**Stated task:** Each entry must be reproduced precisely as it stands.

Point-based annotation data
· · · ·

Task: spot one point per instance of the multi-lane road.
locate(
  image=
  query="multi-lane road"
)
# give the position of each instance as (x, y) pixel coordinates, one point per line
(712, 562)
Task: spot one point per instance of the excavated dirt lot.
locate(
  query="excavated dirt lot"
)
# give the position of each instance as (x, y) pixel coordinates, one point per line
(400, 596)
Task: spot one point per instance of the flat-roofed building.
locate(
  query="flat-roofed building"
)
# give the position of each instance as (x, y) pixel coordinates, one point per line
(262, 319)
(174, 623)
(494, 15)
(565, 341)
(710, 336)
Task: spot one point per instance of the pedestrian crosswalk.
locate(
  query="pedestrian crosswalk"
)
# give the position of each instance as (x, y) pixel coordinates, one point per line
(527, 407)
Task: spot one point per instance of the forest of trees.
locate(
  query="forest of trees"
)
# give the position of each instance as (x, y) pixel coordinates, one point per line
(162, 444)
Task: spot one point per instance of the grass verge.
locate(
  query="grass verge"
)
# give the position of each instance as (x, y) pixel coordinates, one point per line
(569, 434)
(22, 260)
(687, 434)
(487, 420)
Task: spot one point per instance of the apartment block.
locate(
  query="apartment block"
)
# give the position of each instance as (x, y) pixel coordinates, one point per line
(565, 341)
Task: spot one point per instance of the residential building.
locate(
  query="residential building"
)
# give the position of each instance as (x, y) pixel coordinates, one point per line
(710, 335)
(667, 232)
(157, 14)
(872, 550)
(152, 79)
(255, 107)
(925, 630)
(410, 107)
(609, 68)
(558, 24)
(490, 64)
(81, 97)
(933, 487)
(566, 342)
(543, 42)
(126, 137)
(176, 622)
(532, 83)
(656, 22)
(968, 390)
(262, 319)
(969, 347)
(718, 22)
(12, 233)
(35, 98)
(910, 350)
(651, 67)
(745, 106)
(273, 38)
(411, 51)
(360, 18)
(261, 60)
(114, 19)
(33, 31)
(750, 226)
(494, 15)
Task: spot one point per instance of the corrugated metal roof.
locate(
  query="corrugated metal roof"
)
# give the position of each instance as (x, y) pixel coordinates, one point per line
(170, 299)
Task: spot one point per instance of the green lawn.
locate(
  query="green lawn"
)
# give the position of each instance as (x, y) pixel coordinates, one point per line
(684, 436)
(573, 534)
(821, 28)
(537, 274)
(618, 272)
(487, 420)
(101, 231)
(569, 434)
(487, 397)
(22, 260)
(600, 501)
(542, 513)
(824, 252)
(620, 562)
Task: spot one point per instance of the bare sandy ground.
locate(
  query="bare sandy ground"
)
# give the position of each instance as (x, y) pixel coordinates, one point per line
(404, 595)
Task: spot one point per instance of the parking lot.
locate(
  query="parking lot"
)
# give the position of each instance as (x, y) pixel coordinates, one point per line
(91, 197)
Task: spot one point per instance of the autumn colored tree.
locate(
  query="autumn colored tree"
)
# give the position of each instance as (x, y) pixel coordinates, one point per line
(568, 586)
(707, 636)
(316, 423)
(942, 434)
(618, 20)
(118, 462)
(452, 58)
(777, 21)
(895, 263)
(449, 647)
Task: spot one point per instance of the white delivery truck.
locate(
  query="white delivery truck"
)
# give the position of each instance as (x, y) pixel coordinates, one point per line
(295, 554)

· · · ·

**Solution for this exercise:**
Task: spot one point per instance of the multi-lane road.
locate(
  image=
  query="multi-lane road"
)
# give the position of each instance as (x, y) pixel coordinates, one point per line
(712, 562)
Task: spot one point per instance of the excavated dirt lot.
locate(
  query="excavated dirt lot"
)
# give the position of each instance as (x, y) pixel coordinates, one point per line
(400, 596)
Task: spot one point per instance of the flat-roofed building.
locate(
  query="flat-roofed building"
)
# give the position of each instance as (x, y) pixel coordinates, one point per line
(262, 319)
(174, 623)
(494, 15)
(565, 341)
(710, 336)
Task: spot one point per instance of the pedestrian crosswalk.
locate(
  query="pedestrian crosswalk"
)
# give the position of each instance as (x, y) pixel coordinates, one point per line
(527, 407)
Task: spot one point per instance of the forest of trees.
locate(
  query="forest of trees"
)
# give the position of each instance as (x, y) pixel coordinates, one point per line
(162, 444)
Task: spot one point per instance of the grass verge.
locate(
  query="grass verge"
)
# give the position of each instance as (x, y) pixel coordinates, one point per line
(569, 434)
(22, 260)
(687, 434)
(487, 420)
Task: spot one point per instance of the apartment block.
locate(
  query="apartment block"
)
# give the position of each instance as (x, y) pixel coordinates, one point per line
(565, 341)
Task: spot one point per instance of the residential building.
locate(
  query="residential building"
)
# give the position of each instance as (x, y) pixel coordinates, one point per line
(710, 335)
(667, 232)
(157, 14)
(872, 550)
(152, 79)
(255, 107)
(925, 630)
(410, 107)
(609, 68)
(558, 24)
(490, 64)
(81, 97)
(933, 487)
(566, 342)
(543, 42)
(126, 137)
(176, 622)
(532, 83)
(656, 22)
(968, 390)
(262, 319)
(969, 347)
(718, 22)
(12, 233)
(35, 98)
(910, 350)
(651, 67)
(745, 106)
(273, 38)
(411, 51)
(360, 18)
(261, 60)
(114, 19)
(33, 31)
(750, 226)
(494, 15)
Task: spot one point per instance of the corrugated metal roof.
locate(
  query="corrugated metal roof"
)
# give the position of each instance as (x, y) pixel coordinates, one point per line
(170, 299)
Task: spot one point per instance of the green lawn.
locate(
  query="green lawn"
)
# give the position of each instance as (x, y) pixel coordinates, one point per line
(684, 436)
(573, 534)
(821, 28)
(537, 274)
(618, 272)
(487, 420)
(101, 231)
(569, 434)
(487, 397)
(22, 260)
(600, 501)
(542, 513)
(824, 252)
(620, 562)
Task: spot one point per instance of the bare sandy ground.
locate(
  query="bare sandy ground"
)
# give the position of each instance as (x, y) pixel coordinates, one point per line
(404, 595)
Task: spot one point per instance of the parking lot.
locate(
  query="parking lot"
)
# give the position of each instance as (x, y) pixel coordinates, one point per line
(91, 197)
Task: spot one point per instance of the autumn colored tree.
locate(
  query="autumn colored tree"
)
# give the position of each instance as (x, y) pixel coordinates, one point per line
(568, 586)
(707, 636)
(316, 423)
(942, 434)
(618, 20)
(118, 462)
(452, 58)
(777, 21)
(895, 263)
(449, 647)
Task: spot one point per instance of the white delivery truck.
locate(
  query="white delivery truck"
)
# give the position of each instance as (x, y) pixel coordinates, one point per line
(295, 554)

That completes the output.